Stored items
▶

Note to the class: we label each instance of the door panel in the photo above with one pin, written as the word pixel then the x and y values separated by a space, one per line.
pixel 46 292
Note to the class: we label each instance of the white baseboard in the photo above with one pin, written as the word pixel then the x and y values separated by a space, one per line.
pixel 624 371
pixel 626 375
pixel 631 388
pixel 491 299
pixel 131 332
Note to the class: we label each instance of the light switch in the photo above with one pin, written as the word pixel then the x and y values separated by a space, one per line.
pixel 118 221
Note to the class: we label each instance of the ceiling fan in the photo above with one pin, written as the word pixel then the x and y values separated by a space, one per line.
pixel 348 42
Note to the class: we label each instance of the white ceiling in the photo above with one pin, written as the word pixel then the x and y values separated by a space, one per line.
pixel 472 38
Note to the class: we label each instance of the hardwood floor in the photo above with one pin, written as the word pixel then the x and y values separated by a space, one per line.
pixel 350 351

◀

**Exercise details:**
Repeat the data precisely, line by line.

**Output for this task:**
Note to the class: we label each instance of the door panel in the photo above with one pin, written as the word pixel then the x and y values separated by a space, one per line.
pixel 46 292
Note to the class: we label each instance of the white baseboard in the photo above with one pin, written as the word pixel then the x and y values separated by a space, one per line.
pixel 624 371
pixel 626 375
pixel 631 388
pixel 491 299
pixel 131 332
Note to the class: we label each instance of the light switch in the photo above with one pin, written as the word pixel then the x and y values separated by a space, one per line.
pixel 118 221
Note to the class: we label each instance of the ceiling fan in the photo above with one pin, written as the word pixel then the x and y values separated by a space, one per line.
pixel 348 42
Note to the class: we label each instance of the white ceiling in the photo above with one pin, written as the word pixel then the x and y values separated by a space, one per line.
pixel 472 38
Note to the class: we label each instance of the hardwood floor in the photo above with one pin, written as the word pixel then the x and y values separated by a space, one per line.
pixel 350 351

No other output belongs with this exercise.